*Work to be completed*
When the line containing "target | arched doorway" is found in the data below, copy it and each line after it through the line containing "target | arched window on tower", exactly and with no others.
=== Material for the task ===
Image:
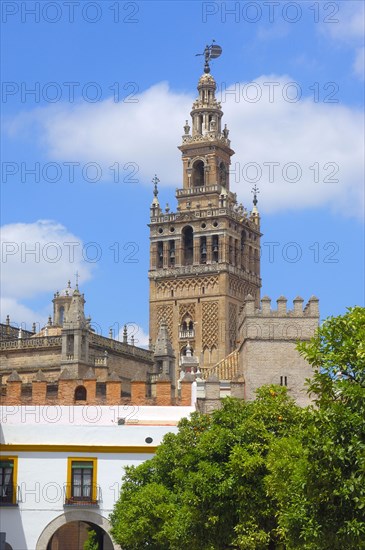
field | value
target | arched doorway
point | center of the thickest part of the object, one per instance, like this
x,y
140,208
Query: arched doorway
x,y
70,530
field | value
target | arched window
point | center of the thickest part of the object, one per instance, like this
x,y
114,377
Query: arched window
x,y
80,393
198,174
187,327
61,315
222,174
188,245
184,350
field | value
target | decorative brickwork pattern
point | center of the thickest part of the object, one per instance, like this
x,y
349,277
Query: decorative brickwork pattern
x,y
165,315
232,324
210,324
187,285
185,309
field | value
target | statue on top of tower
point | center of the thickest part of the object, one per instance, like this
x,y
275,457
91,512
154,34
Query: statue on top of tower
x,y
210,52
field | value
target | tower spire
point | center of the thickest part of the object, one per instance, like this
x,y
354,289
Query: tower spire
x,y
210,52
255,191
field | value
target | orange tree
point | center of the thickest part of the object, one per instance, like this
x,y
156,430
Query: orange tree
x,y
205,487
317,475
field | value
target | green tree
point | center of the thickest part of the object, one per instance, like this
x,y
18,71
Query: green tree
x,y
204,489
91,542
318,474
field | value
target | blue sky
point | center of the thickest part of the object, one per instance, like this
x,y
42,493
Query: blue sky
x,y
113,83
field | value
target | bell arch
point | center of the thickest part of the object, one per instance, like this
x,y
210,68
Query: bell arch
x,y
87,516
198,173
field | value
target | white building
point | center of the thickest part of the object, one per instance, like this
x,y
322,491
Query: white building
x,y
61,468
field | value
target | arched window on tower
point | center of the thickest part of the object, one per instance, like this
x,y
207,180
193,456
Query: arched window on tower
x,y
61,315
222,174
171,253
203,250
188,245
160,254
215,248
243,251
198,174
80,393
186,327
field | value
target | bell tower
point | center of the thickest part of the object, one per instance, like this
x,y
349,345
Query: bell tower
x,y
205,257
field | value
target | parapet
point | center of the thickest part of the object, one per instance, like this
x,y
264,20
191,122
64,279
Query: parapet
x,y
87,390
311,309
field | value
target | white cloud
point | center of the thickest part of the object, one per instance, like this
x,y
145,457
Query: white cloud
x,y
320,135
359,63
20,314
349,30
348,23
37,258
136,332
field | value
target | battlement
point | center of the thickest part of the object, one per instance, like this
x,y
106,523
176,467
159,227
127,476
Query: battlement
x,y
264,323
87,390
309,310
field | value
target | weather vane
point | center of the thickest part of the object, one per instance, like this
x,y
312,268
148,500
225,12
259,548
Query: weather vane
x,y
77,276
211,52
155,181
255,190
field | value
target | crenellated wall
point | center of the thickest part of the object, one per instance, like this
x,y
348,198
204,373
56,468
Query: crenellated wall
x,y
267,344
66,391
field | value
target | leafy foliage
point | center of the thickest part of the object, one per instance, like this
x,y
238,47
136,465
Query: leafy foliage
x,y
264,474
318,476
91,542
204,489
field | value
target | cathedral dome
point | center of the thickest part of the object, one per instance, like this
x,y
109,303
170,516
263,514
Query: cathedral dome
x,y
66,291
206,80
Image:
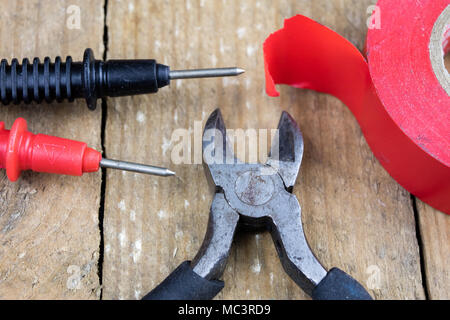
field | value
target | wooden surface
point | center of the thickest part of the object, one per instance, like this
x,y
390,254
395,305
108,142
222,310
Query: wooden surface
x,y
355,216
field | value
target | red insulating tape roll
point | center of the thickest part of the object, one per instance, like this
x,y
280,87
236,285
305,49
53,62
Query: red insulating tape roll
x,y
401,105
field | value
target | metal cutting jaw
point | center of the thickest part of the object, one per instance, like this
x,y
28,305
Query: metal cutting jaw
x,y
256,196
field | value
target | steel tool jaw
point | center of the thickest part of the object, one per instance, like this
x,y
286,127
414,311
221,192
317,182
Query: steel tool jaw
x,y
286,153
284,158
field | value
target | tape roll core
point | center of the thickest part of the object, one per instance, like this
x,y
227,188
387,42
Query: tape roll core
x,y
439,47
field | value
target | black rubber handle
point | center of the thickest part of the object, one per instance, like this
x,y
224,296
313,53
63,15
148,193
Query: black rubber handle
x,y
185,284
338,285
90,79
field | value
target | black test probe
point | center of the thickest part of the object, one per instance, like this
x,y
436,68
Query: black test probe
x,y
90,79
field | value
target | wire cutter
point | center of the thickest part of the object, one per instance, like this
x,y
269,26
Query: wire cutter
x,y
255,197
===
=== Material for the task ===
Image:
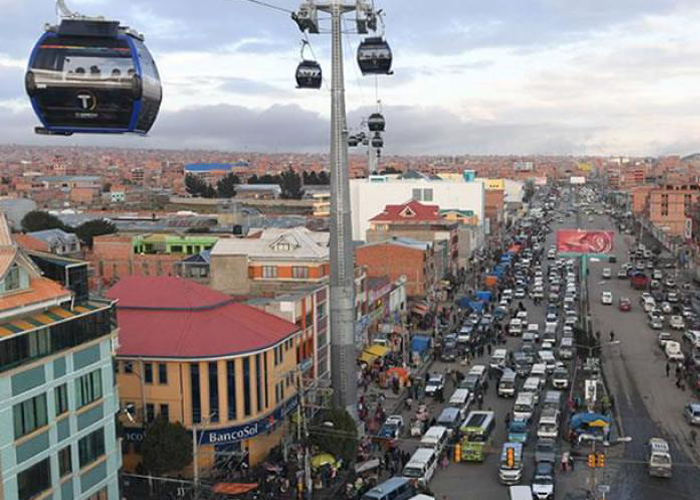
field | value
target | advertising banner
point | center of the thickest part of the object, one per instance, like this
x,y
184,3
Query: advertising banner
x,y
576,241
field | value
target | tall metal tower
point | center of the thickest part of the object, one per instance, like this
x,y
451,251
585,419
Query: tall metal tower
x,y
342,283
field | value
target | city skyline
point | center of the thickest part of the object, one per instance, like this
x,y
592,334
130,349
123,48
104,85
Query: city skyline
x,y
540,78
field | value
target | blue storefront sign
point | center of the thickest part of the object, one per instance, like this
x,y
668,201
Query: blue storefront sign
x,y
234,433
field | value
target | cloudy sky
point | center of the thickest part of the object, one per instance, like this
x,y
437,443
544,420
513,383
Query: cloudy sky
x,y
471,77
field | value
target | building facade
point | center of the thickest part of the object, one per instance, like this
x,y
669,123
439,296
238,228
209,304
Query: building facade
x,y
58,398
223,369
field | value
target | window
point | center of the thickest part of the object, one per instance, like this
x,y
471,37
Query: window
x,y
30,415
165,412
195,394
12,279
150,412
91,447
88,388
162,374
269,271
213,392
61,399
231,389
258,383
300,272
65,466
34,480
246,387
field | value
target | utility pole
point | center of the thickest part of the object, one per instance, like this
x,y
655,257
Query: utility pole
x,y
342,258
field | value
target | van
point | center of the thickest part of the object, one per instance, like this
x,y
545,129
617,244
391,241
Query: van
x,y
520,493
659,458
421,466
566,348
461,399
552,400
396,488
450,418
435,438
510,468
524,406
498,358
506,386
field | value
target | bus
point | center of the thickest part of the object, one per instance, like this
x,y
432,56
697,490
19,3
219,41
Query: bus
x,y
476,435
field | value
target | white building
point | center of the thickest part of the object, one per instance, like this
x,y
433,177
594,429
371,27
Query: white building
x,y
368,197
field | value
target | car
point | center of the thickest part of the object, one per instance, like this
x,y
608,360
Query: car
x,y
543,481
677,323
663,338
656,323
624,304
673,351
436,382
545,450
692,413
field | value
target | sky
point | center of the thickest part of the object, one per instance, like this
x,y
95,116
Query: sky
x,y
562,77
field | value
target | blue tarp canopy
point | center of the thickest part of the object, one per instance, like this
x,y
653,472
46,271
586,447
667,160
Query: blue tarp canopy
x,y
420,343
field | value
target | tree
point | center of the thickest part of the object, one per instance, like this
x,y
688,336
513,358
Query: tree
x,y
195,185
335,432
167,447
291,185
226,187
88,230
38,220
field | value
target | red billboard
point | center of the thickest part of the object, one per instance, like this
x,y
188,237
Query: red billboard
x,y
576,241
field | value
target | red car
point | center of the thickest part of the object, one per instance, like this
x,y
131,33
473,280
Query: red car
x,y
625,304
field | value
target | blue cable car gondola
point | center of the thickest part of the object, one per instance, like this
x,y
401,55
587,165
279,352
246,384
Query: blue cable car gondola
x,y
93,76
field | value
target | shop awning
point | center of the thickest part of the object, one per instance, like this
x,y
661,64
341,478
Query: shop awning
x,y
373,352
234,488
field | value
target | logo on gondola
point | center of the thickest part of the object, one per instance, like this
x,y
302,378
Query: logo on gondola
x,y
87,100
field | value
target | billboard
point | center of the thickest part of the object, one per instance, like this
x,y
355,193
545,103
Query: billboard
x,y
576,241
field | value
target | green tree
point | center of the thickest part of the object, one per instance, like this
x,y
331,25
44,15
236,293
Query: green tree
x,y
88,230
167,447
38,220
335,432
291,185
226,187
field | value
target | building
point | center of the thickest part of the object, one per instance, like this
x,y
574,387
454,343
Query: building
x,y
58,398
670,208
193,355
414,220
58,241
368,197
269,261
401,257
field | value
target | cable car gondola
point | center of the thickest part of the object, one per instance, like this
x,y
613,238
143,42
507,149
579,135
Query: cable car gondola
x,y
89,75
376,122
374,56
===
=== Material for the task ===
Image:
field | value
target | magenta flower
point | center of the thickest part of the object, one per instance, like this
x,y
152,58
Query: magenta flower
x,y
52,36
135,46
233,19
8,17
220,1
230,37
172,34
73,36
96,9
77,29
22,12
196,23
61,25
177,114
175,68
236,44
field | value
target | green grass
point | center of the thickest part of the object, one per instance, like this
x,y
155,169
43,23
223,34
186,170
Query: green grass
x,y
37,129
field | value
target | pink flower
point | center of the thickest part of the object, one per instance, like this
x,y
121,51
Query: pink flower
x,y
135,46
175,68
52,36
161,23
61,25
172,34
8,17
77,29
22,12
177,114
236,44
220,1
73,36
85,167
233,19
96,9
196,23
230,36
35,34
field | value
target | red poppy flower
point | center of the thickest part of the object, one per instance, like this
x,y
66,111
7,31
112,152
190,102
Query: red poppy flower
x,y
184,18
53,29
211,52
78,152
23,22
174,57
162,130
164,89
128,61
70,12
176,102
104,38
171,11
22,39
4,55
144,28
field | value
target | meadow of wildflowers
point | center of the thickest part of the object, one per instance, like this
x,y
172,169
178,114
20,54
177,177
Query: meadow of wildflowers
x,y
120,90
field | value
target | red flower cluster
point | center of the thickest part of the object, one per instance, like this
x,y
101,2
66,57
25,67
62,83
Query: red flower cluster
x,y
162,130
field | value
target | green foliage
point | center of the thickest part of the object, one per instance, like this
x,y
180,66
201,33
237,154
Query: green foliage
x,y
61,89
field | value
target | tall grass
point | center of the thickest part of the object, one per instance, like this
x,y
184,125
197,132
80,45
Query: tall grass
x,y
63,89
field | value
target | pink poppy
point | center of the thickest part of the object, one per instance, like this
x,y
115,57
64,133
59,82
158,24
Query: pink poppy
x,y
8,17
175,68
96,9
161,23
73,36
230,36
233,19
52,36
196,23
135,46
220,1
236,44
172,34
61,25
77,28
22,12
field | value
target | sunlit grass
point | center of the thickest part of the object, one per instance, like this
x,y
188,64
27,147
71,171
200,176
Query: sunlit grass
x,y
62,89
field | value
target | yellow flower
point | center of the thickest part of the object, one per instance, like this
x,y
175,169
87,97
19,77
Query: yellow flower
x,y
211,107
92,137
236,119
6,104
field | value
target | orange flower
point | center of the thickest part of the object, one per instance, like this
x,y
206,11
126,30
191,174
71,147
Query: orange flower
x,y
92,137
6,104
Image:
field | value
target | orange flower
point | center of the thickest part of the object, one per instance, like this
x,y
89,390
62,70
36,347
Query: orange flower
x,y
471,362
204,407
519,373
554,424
===
*Solution for this problem*
target | arched doorway
point | center of the thickest part of the object, one per instance, like this
x,y
140,208
Query: arched doorway
x,y
70,530
field | value
target | arched window
point | center of the thickest part of the object, one per instance, like this
x,y
114,377
Query: arched window
x,y
80,393
198,174
187,327
61,315
222,174
188,245
184,350
field | value
target | decorative brickwork pattern
point | center of the thickest part of the object, one per instance, like this
x,y
349,277
Query: decorative brickwork pattern
x,y
165,315
232,324
210,324
187,285
185,309
field | value
target | statue on top of tower
point | center of the thickest part of the object, one per instance, like this
x,y
275,457
91,512
154,34
Query: statue on top of tower
x,y
210,52
field | value
target | tower spire
point | center of the thickest part of the object, one per instance, like this
x,y
354,289
Query: tower spire
x,y
210,52
255,191
field | value
target | orange tree
point | center of the thickest part of the object, one per instance, like this
x,y
156,430
Query: orange tree
x,y
205,487
317,475
field | value
target | green tree
point | center of the thickest part of the object, one per instance, like this
x,y
18,71
Query: green tree
x,y
204,489
91,542
318,474
field | value
target | blue sky
point | center of the thickest part of the object, one per instance, like this
x,y
42,493
Query: blue sky
x,y
113,83
field | value
target | bell arch
point | center of the thickest part of the object, one per instance, like this
x,y
210,68
Query: bell arch
x,y
87,516
198,173
field | value
target | white building
point | center of the thickest part of the object, one per instance, like this
x,y
322,491
Query: white building
x,y
61,468
field | value
target | arched window on tower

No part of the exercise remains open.